O paradoxo das máquinas: NR-12
Na ânsia de tornar os equipamentos industriais à prova de
falhas fez-se uma norma que engessa a produção, cria insegurança jurídica e
gera altos custos , sendo na prática inaplicável. Somente a revisão da NR-12
poderá tornar a indústria mais segura e competitiva
O coração de uma fábrica de parafusos é o setor conhecido
como trefila. As máquinas trefiladoras têm a função de conformar o aço,
dando-lhe as dimensões exatas para a produção de determinado tipo de parafuso.
O aço que chega às fábricas em bobinas é desenrolado e passa pela fieira, a
ferramenta da trefila que lhe altera o diâmetro, para em seguida ser
rebobinado.
Daí a matéria-prima segue para as prensas ou outros
processos que darão forma final aos diversos tipos de parafusos. A Ciser, de
Joinville, líder na América Latina na produção de fixadores, com capacidade
para fabricar 6 mil toneladas mensais de 27 mil diferentes produtos, detém uma
marca notável. Desde a sua fundação, em 1959, jamais foi registrado um acidente
de trabalho envolvendo suas trefiladoras.
O histórico e os procedimentos de segurança adotados pela
indústria, no entanto, não convenceram um fiscal do Ministério do Trabalho e
Emprego (MTE), que viu “grave e iminente
risco” de acidentes no setor e interditou as sete
trefiladoras – de um total de 10 existentes na fábrica – que estavam em
operação no dia da fiscalização.

+++

=== Enunciado 1 ===
Selecione nos registros abaixo todas as linhas que contêm a palavra "robe" e copie-as, respeitando a diferença entre maiúsculas e minúsculas.

=== Extrato dos dados ===
+++

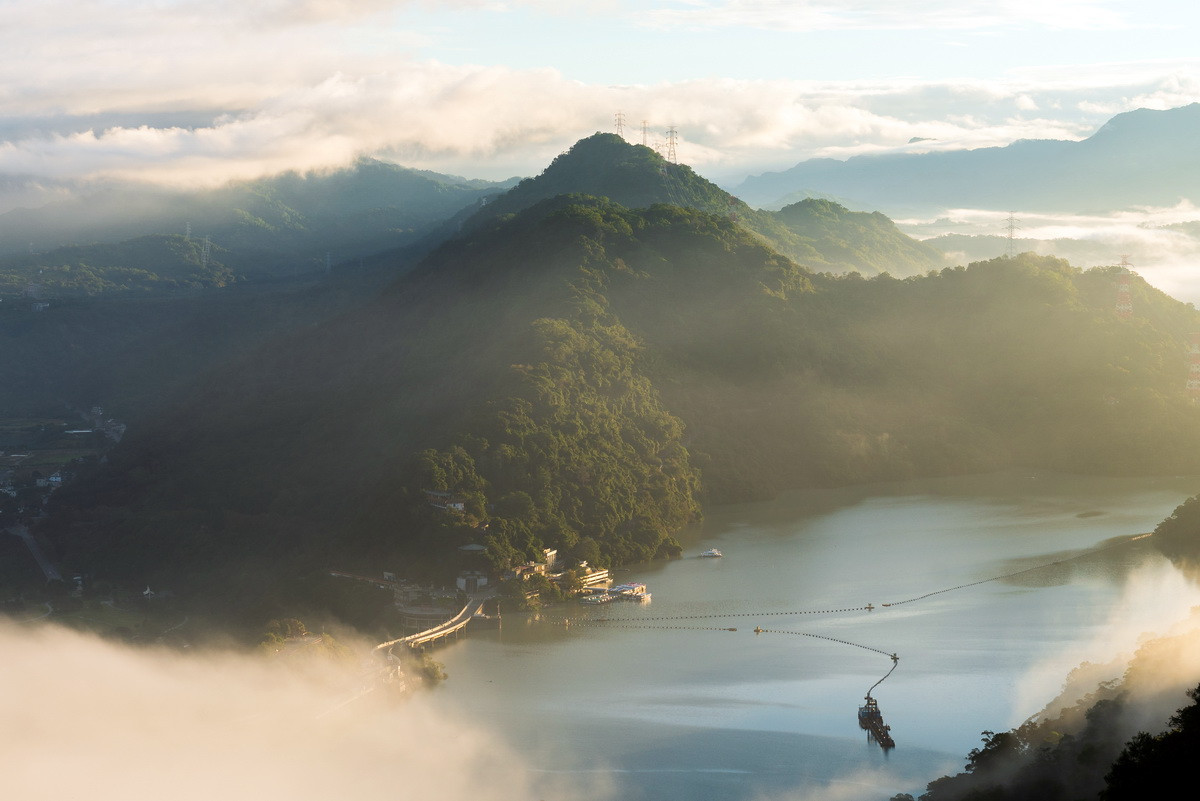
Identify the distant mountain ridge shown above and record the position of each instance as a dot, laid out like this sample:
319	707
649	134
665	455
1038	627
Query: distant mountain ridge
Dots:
1141	157
283	224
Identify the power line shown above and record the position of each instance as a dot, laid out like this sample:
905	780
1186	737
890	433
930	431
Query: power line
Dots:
672	137
1012	228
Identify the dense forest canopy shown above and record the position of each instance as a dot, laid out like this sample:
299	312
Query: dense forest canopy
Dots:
586	375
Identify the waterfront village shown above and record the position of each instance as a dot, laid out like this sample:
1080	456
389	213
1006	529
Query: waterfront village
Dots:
39	456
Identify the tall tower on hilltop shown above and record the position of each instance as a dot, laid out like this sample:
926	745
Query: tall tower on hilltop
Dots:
1012	228
1125	300
1194	367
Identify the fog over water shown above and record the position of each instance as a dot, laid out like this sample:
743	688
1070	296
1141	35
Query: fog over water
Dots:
91	718
540	710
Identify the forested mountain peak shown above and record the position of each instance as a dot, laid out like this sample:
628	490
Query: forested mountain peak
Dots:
636	176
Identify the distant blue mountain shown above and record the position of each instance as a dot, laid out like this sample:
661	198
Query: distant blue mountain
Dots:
1143	157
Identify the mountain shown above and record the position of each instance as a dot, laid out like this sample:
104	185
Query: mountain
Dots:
285	224
636	176
583	375
144	264
1143	157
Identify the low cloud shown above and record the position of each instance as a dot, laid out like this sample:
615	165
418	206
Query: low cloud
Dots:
897	14
89	717
199	94
496	122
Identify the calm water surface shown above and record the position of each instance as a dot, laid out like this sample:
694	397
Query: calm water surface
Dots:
642	711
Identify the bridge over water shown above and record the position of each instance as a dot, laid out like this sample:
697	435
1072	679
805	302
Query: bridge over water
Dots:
445	628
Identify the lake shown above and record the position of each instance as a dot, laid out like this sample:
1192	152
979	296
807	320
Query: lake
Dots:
666	703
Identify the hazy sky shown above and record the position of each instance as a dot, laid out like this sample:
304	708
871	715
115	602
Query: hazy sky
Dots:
181	90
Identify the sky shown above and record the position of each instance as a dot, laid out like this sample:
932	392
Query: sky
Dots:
180	91
189	92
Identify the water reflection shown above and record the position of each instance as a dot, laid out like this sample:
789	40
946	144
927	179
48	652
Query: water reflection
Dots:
701	712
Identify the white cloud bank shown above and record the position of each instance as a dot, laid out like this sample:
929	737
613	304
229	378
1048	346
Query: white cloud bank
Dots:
88	718
897	14
306	84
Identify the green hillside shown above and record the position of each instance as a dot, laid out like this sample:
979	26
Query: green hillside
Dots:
281	226
822	236
148	264
583	375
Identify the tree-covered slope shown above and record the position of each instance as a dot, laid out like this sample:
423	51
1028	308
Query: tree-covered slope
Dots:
868	242
148	264
285	224
565	371
821	239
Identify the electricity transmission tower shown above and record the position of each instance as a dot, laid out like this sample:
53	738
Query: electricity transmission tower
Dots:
1012	228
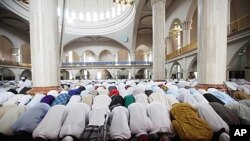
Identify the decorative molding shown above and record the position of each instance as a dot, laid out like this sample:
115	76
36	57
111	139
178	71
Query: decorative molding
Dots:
186	25
156	1
43	90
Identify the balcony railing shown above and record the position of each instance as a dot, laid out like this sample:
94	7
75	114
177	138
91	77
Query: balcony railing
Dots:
12	63
182	51
239	24
121	63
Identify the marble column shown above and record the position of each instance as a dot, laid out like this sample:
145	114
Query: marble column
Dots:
247	67
212	41
158	10
186	26
44	45
15	54
132	55
169	44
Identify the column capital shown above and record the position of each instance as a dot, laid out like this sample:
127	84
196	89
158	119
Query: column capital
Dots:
186	25
132	51
156	1
168	39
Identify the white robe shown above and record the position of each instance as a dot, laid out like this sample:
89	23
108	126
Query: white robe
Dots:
207	113
119	126
160	117
139	123
98	114
170	100
141	98
157	97
102	100
5	96
24	100
74	100
74	124
36	99
10	118
200	98
51	124
13	100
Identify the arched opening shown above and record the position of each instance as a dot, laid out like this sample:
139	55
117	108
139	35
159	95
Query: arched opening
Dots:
239	65
89	56
123	73
25	51
71	56
140	55
143	53
123	56
64	75
176	72
193	69
141	74
82	74
176	33
194	30
5	49
27	73
106	56
6	74
104	74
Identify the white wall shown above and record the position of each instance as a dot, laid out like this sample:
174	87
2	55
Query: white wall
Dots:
17	37
96	47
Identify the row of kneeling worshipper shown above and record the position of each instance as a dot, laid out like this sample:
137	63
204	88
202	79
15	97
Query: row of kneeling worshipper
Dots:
145	111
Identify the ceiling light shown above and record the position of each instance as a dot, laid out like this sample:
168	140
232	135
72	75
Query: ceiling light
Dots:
124	2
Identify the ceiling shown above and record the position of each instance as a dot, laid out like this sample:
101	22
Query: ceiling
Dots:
145	25
144	28
11	19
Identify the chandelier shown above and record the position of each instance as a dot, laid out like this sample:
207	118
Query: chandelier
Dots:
24	1
176	30
124	2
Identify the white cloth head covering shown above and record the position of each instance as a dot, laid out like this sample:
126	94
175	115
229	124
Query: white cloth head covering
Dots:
36	99
74	125
9	119
157	97
13	100
5	96
171	100
102	100
74	100
51	122
210	90
141	98
24	100
160	118
98	114
207	113
200	98
139	123
119	127
202	91
90	88
53	93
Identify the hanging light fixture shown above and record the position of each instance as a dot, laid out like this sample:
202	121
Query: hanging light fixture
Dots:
24	1
176	30
124	2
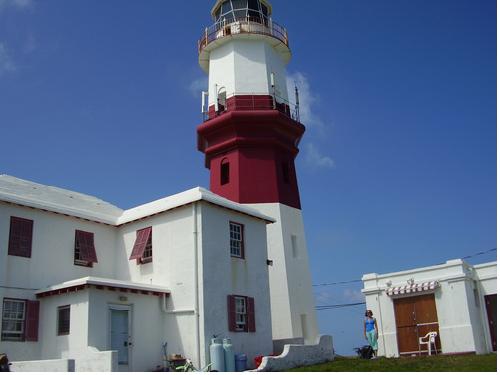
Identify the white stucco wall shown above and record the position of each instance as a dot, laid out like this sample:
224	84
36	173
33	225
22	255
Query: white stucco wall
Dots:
244	67
51	262
224	275
460	316
57	233
175	234
172	266
147	326
290	277
67	346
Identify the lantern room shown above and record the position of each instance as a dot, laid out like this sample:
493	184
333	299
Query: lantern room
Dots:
233	10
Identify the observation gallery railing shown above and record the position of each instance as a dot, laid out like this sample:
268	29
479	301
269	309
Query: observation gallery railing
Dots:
247	25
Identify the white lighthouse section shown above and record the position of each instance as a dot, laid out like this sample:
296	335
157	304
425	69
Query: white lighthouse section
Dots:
292	303
246	65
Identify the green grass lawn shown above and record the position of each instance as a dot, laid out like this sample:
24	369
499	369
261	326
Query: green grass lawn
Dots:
435	363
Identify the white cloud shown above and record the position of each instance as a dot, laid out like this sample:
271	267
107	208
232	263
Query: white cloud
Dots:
17	4
323	298
197	86
7	65
353	296
307	101
316	159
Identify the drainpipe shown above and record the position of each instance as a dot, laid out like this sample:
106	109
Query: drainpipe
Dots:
196	286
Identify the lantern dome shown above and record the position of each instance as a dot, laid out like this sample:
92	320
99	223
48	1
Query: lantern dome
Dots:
233	10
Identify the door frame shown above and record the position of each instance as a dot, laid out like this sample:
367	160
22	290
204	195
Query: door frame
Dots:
415	298
129	309
492	334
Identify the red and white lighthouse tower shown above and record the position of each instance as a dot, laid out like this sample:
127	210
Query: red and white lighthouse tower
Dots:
250	139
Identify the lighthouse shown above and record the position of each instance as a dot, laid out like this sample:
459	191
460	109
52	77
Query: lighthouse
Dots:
250	136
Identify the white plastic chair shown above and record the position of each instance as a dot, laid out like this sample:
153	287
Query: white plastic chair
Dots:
429	340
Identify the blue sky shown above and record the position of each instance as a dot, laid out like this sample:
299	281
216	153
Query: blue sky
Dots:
398	166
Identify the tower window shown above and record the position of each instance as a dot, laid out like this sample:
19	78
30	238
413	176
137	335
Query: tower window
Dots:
286	172
224	172
63	320
236	240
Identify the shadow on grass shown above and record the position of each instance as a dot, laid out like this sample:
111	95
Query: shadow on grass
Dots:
441	363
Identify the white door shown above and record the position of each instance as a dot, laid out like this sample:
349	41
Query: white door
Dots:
120	335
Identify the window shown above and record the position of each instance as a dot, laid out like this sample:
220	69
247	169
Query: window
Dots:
241	314
13	320
85	254
63	320
285	167
236	240
295	250
20	238
224	172
143	246
20	320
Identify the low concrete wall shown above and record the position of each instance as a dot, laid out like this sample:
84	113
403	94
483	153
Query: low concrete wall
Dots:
300	355
96	361
279	345
55	365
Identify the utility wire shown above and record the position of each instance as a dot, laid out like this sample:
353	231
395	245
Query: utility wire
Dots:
338	283
480	253
13	287
358	281
330	307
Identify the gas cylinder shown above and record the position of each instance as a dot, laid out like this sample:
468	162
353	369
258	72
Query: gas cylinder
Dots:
217	355
229	359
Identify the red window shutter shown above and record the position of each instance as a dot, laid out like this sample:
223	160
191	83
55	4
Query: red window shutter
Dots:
140	243
251	314
242	241
21	235
231	313
32	317
87	248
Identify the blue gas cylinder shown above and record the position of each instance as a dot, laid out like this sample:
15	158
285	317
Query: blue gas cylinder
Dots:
241	362
217	355
229	357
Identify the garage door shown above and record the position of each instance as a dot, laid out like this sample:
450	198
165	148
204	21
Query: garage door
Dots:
415	317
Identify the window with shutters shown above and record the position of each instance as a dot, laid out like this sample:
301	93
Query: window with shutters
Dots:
13	320
241	314
20	237
285	168
224	172
63	320
84	254
143	246
236	240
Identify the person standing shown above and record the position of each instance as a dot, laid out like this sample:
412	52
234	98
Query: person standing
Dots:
371	330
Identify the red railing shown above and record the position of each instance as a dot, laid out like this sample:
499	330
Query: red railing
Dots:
247	25
254	103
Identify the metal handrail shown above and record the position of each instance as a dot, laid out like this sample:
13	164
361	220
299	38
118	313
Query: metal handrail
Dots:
254	102
246	25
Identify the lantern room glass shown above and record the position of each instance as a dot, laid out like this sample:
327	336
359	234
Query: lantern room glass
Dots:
248	10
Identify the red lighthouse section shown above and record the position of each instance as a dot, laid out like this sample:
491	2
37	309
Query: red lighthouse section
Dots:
251	156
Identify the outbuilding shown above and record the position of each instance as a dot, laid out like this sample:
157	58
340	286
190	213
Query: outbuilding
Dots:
454	300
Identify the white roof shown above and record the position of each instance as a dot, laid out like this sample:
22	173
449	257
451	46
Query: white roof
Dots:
66	202
104	282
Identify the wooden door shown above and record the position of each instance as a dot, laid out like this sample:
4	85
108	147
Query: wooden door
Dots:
491	310
415	317
405	325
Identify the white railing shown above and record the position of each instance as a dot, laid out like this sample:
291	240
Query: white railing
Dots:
247	25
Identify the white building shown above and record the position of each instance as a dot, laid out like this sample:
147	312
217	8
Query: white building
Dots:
71	290
85	280
455	300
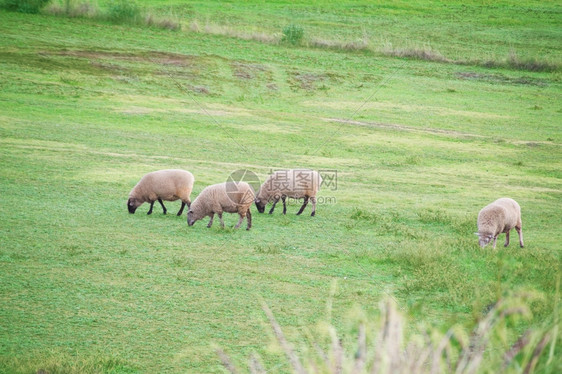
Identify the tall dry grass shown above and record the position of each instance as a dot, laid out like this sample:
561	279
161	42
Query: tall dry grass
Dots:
388	346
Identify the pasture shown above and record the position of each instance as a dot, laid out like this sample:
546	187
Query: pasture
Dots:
418	145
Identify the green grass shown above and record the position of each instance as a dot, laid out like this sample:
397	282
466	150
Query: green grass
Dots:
87	108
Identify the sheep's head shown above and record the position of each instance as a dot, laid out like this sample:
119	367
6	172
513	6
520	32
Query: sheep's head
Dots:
260	204
484	239
133	204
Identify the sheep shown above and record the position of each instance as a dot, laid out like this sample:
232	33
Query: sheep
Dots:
295	183
169	185
230	197
500	216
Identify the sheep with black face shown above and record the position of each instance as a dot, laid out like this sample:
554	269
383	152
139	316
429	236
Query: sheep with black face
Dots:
294	183
499	217
229	197
168	184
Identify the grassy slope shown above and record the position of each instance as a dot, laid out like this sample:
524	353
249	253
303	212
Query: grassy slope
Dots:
83	116
463	30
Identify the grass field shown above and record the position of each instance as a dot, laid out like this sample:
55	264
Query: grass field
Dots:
88	107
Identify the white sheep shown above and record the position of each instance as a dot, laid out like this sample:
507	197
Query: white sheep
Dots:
500	216
230	197
169	185
295	183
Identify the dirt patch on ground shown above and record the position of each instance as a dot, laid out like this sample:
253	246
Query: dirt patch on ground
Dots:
500	78
154	56
404	128
305	81
247	71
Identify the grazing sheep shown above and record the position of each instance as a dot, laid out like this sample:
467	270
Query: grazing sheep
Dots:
230	197
169	185
500	216
295	183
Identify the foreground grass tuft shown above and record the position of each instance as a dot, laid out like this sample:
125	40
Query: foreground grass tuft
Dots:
385	345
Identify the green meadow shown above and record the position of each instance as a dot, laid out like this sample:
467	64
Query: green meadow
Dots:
419	145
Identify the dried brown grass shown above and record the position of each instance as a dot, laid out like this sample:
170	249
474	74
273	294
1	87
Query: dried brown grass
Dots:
385	347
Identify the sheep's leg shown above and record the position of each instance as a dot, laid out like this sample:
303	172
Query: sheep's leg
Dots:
520	233
313	201
239	221
273	207
303	205
162	203
249	218
181	209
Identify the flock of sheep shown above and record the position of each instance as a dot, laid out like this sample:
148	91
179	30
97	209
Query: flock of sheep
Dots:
237	197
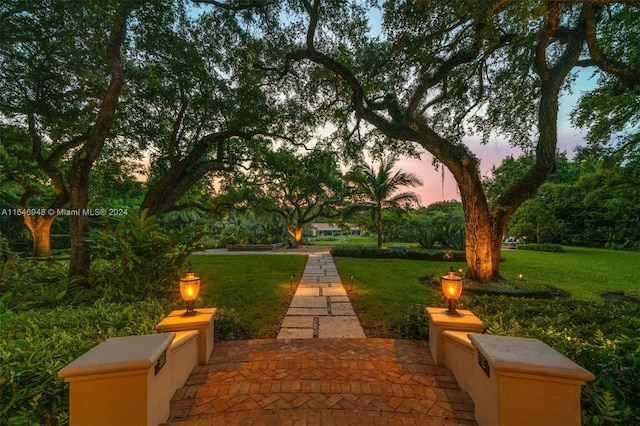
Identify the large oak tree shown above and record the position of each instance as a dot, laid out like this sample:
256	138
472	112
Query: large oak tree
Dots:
496	67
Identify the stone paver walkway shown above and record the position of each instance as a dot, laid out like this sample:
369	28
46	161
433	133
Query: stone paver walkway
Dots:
320	307
321	382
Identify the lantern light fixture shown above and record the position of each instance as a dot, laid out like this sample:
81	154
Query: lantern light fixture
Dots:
452	289
189	289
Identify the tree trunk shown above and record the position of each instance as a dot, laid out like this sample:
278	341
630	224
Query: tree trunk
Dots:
78	201
40	229
295	232
84	158
379	225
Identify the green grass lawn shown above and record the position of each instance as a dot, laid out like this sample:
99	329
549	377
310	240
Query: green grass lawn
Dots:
251	289
386	289
584	272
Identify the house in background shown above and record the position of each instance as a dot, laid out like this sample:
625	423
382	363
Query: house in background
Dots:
330	229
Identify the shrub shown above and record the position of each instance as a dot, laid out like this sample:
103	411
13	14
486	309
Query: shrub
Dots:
600	336
554	248
33	348
397	252
137	259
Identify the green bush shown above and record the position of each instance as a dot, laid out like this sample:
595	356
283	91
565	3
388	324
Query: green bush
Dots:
600	336
137	259
397	252
33	348
553	248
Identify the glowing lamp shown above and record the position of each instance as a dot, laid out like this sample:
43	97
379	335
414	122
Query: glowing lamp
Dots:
189	289
451	288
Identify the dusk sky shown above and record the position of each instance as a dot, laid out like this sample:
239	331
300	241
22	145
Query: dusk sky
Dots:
494	152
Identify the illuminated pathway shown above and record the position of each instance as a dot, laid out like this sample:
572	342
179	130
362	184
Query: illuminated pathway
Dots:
320	307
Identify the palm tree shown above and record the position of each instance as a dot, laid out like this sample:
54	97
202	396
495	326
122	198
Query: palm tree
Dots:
377	191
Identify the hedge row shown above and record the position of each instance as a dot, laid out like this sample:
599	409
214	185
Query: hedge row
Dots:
398	252
554	248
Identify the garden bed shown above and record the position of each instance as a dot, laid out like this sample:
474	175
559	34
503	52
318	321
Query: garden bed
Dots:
253	247
506	288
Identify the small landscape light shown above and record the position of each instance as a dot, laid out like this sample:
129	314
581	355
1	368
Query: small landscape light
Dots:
451	288
189	289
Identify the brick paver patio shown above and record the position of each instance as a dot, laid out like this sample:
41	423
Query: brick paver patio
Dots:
321	382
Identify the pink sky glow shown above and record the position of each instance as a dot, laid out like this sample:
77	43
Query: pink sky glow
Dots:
491	155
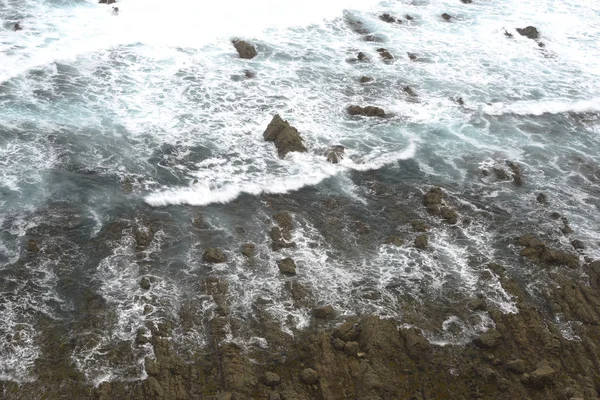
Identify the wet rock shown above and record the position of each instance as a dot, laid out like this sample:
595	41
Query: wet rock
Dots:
394	240
285	137
245	50
249	250
351	348
408	90
388	18
309	376
421	242
531	32
287	266
538	252
488	340
213	255
542	376
385	54
145	283
335	154
271	379
477	305
338	344
517	366
32	246
542	199
324	312
368	111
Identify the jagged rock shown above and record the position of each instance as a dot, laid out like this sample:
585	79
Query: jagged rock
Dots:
488	340
213	255
477	305
517	366
386	55
421	242
245	50
368	111
388	18
335	154
351	348
324	312
287	266
249	250
542	376
32	246
271	379
542	199
408	90
309	376
286	137
395	240
531	32
539	253
145	283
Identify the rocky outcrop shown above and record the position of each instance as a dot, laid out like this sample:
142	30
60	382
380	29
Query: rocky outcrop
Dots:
368	111
531	32
286	137
245	49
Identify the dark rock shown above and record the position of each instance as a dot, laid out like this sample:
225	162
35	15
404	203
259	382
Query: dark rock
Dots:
408	90
488	340
324	312
245	50
421	242
335	154
542	376
542	199
213	255
351	348
32	246
368	111
249	250
388	18
286	137
309	376
477	305
517	366
271	379
531	32
394	240
145	283
538	252
287	266
386	55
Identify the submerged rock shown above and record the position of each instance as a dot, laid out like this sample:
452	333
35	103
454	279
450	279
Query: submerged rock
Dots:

+++

=== Enunciado 2 ===
Reescreva o trecho do texto sobre a NR-12 que começa em "O paradoxo das" e termina em "rebobinado.", trocando "fieira" por "matriz".

=== Resposta 1 ===
Identify the white robe shown above and record the position of each instance as a dot, laid out like this sample:
Query: white robe

=== Resposta 2 ===
O paradoxo das máquinas: NR-12
Na ânsia de tornar os equipamentos industriais à prova de
falhas fez-se uma norma que engessa a produção, cria insegurança jurídica e
gera altos custos , sendo na prática inaplicável. Somente a revisão da NR-12
poderá tornar a indústria mais segura e competitiva
O coração de uma fábrica de parafusos é o setor conhecido
como trefila. As máquinas trefiladoras têm a função de conformar o aço,
dando-lhe as dimensões exatas para a produção de determinado tipo de parafuso.
O aço que chega às fábricas em bobinas é desenrolado e passa pela matriz, a
ferramenta da trefila que lhe altera o diâmetro, para em seguida ser
rebobinado.